# [Assigned task]
Because the lines must stay identical, write out the data without changing anything.

# [Data provided]
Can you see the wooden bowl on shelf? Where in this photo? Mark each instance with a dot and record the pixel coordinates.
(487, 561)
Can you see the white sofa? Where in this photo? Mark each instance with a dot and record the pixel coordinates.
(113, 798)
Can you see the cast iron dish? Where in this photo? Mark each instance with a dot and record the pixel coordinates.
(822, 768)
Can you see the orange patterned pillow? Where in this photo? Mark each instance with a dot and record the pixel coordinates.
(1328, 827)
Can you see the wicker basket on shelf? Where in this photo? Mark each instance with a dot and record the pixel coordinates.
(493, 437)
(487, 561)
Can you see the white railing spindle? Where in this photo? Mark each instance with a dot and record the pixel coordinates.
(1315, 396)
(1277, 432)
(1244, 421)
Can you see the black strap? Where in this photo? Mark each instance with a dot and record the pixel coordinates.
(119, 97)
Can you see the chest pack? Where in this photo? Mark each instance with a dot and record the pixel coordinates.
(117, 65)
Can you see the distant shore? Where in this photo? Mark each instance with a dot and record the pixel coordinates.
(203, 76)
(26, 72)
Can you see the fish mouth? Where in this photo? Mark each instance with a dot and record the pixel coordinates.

# [Problem solution]
Can you see the wooden bowl on shelf? Where in this photo? Mark each instance with a dot and record the pixel coordinates.
(487, 561)
Can you see the white sofa? Where in this photo? Mark each instance with a dot and record the pixel coordinates.
(113, 798)
Can you see the cast iron dish? Where in this photo? Mark each instance with a dot and record the pixel coordinates.
(822, 768)
Can you see the orange patterned pillow? Where in this photo? Mark each instance with a dot and record the pixel coordinates.
(1328, 827)
Can you see the wicker basket on shelf? Where in this photo? Mark each instance with a dot and record the pixel coordinates.
(493, 437)
(487, 561)
Can you see the white railing spindle? Where in this photo? Mark each instance with a dot and record the pixel coordinates.
(1315, 396)
(1277, 432)
(1244, 421)
Can you see the black strap? Where in this photo? Mark each instance with a dot and record the pixel coordinates.
(119, 97)
Can you see the chest pack? Where in this photo? Mark each instance with a dot and record the pixel coordinates.
(117, 65)
Can you see the distant shore? Where in this photo? Mark each instance with a dot and record the pixel coordinates.
(203, 76)
(26, 72)
Can you see the fish mouth? Where in this photo? Mark each instance with a dot and record the pixel coordinates.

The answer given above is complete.